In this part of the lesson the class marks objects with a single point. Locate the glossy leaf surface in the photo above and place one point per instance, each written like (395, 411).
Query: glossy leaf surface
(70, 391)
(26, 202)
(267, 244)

______________________________

Output the lines above verbatim and in full.

In this part of the lesson the class marks objects with a single point. Locate the glossy leaf surface in the photo above and place one point per instance, each written like (395, 411).
Query: glossy leaf surface
(70, 391)
(26, 202)
(267, 244)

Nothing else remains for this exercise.